**Texto do documento:**
------------------------------------

8º Reducção de avultados gastos a um desembolso minimo, e abreviação de mezes a dias no tempo despendido;

9º Protecção ás transacções sobre a propriedade territorial contra a generalidade das fraudes;

10º Restituição do seu valor natural aos titulos de propriedade, depreciados pela interdependencia das escripturas successivas de acquisição e transmissão.

O decreto, que ora vos apresentamos, delineia essa instituição, que o regulamento desenvolverá. (Barbosa, Salles e Glicerio, 1890, p. 12),

 

            Neste sistema se estabeleceu a transcrição como prova do domínio e seu deferimento torna o registro livre de qualquer vício capaz de macular a propriedade.

            Se ocorresse erro no processo de constituição do registro e no reconhecimento do domínio para este não haveria retrocesso, sendo na hipótese, paga indenização ao real proprietário, e para tanto se constituiu pelo referido decreto um fundo de garantia, que serviria também para indenizar o credor que se visse privado de uma garantia hipotecária. [14]

            O decreto 451-B de 1890 foi revogado em 1991, pelo Decreto 11 de 18 de janeiro. Todavia, referido sistema de registro permanece existente em nosso ordenamento jurídico, tendo convivido com o sistema de registro de imóveis comum instituído pelo Código Civil de 1916, estando atualmente regulamentado pela Lei n.º 6.015 de 31 de dezembro de 1973[15], a mesma legislação que estabelece as regras atuais do sistema de registro de imóveis comum.

------------------------------------

**Material fornecido:**

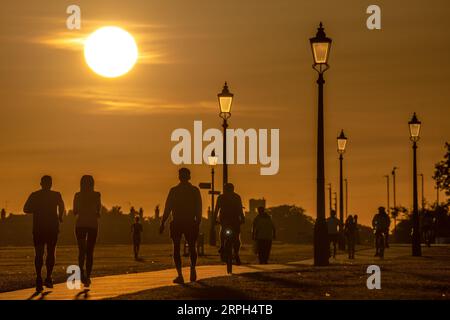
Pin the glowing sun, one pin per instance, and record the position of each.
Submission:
(110, 52)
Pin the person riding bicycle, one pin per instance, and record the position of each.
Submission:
(380, 224)
(427, 227)
(231, 217)
(333, 232)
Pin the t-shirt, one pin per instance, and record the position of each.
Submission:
(332, 225)
(137, 229)
(381, 222)
(230, 206)
(87, 206)
(263, 227)
(185, 203)
(43, 204)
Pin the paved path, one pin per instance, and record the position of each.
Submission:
(112, 286)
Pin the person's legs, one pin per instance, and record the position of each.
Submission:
(386, 237)
(334, 245)
(260, 250)
(137, 245)
(81, 241)
(269, 247)
(237, 244)
(39, 249)
(90, 245)
(191, 236)
(50, 259)
(175, 234)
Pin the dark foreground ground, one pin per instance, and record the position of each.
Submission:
(404, 277)
(17, 263)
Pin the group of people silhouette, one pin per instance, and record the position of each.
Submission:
(380, 224)
(183, 205)
(48, 210)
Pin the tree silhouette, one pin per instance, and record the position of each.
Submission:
(442, 172)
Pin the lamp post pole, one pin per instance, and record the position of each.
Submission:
(341, 144)
(416, 248)
(212, 231)
(225, 102)
(212, 160)
(330, 198)
(394, 188)
(414, 127)
(321, 245)
(422, 192)
(387, 189)
(346, 198)
(320, 46)
(341, 205)
(225, 164)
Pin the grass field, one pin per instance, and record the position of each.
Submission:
(405, 277)
(17, 263)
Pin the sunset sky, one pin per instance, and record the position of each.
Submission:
(60, 118)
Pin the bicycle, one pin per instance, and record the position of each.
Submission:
(379, 243)
(427, 235)
(227, 254)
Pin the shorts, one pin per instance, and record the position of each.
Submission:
(333, 237)
(45, 238)
(189, 230)
(136, 240)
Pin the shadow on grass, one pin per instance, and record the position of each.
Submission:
(203, 291)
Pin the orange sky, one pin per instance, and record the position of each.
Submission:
(60, 118)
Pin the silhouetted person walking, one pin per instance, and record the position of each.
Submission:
(357, 239)
(47, 207)
(184, 202)
(350, 233)
(263, 232)
(380, 224)
(333, 233)
(136, 230)
(231, 216)
(87, 206)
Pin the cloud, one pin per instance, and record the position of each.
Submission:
(110, 102)
(148, 37)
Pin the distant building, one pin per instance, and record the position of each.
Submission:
(254, 204)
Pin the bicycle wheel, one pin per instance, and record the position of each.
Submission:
(229, 256)
(382, 242)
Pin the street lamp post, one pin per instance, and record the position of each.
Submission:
(422, 192)
(387, 189)
(394, 188)
(320, 46)
(342, 142)
(346, 198)
(212, 161)
(225, 102)
(414, 130)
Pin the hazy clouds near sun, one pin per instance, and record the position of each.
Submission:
(58, 117)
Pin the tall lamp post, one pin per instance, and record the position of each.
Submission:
(346, 198)
(342, 142)
(422, 192)
(212, 161)
(414, 130)
(320, 46)
(387, 189)
(225, 102)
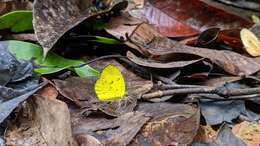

------------------------------------

**Exercício proposto 1:** Reescreva de forma mais breve o parágrafo do texto sobre registro de imóveis que começa com "Se ocorresse erro no processo", mantendo os fatos principais.
**Exercício proposto 2:** Copie fielmente, do texto sobre registro de imóveis, o trecho que vai de "8º Reducção de" até "acquisição e transmissão.".
O material não tem relação com o texto.

**Resposta completa 1:** Se houvesse erro na constituição do registro ou no reconhecimento do domínio, não haveria retrocesso, e o verdadeiro proprietário receberia uma indenização. Para isso, o decreto criou um fundo de garantia, que também indenizaria o credor privado de uma garantia hipotecária.

**Resposta completa 2:**
8º Reducção de avultados gastos a um desembolso minimo, e abreviação de mezes a dias no tempo despendido;

9º Protecção ás transacções sobre a propriedade territorial contra a generalidade das fraudes;

10º Restituição do seu valor natural aos titulos de propriedade, depreciados pela interdependencia das escripturas successivas de acquisição e transmissão.